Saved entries
____

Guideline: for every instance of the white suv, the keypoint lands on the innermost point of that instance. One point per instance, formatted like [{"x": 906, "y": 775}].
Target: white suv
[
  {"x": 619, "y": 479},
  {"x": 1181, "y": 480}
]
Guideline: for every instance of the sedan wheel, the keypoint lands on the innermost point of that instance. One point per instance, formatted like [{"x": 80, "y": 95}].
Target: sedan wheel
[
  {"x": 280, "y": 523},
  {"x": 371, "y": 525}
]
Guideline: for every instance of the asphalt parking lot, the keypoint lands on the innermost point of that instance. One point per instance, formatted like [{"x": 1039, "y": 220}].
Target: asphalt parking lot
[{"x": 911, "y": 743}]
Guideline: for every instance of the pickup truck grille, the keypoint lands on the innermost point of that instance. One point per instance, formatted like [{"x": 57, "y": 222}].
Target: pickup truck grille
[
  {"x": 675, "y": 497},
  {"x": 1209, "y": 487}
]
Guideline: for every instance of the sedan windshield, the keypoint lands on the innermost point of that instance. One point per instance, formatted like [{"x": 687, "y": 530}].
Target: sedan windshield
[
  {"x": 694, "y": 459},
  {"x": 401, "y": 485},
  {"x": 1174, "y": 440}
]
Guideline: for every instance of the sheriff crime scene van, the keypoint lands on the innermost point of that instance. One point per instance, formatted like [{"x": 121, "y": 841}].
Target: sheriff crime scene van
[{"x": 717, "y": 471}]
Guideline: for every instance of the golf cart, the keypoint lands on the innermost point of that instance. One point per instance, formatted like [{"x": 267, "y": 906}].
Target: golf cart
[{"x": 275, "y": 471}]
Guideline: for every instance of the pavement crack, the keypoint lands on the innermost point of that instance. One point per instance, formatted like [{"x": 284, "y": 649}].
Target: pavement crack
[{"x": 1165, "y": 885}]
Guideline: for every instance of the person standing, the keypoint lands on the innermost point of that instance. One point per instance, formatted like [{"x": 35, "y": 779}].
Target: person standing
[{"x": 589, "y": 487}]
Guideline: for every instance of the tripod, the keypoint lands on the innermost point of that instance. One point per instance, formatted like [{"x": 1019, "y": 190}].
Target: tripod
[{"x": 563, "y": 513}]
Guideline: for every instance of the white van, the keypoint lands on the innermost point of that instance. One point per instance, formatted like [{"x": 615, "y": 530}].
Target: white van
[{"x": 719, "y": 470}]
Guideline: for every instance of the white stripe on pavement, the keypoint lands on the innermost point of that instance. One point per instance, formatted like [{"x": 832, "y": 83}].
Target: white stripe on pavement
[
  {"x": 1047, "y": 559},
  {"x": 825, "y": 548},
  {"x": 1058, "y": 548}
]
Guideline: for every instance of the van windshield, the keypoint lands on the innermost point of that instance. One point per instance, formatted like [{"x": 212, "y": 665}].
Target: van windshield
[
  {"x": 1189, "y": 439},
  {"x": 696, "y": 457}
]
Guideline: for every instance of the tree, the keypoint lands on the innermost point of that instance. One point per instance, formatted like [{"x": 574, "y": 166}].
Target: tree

____

Exercise brief.
Look above for the line holding "Guideline: for every instance of the tripod, the" and the line holding "Guideline: for every instance of the van", then output exactly those two lines and every line between them, nothing more.

Solution.
Guideline: for every instance of the tripod, the keypoint lands on the innermost point of that instance. One point per instance, formatted like [{"x": 1019, "y": 190}].
Target: tripod
[{"x": 563, "y": 513}]
Guideline: for every instance of the white van, the keypoint lands on the innermost point of that instance. One point per instance, formatted like [{"x": 615, "y": 530}].
Target: white van
[{"x": 719, "y": 470}]
Guideline: for every instance of the white stripe on pavement, the keypoint lands on the innermost point of that instance. One point per instance, formatted like [{"x": 832, "y": 83}].
Target: white stripe on pavement
[
  {"x": 1047, "y": 559},
  {"x": 825, "y": 548},
  {"x": 1058, "y": 548}
]
Guideline: for every instance of the van windshield, the keypoint lands on the innermost point of that instance. One point per instance, formatted like [{"x": 212, "y": 665}].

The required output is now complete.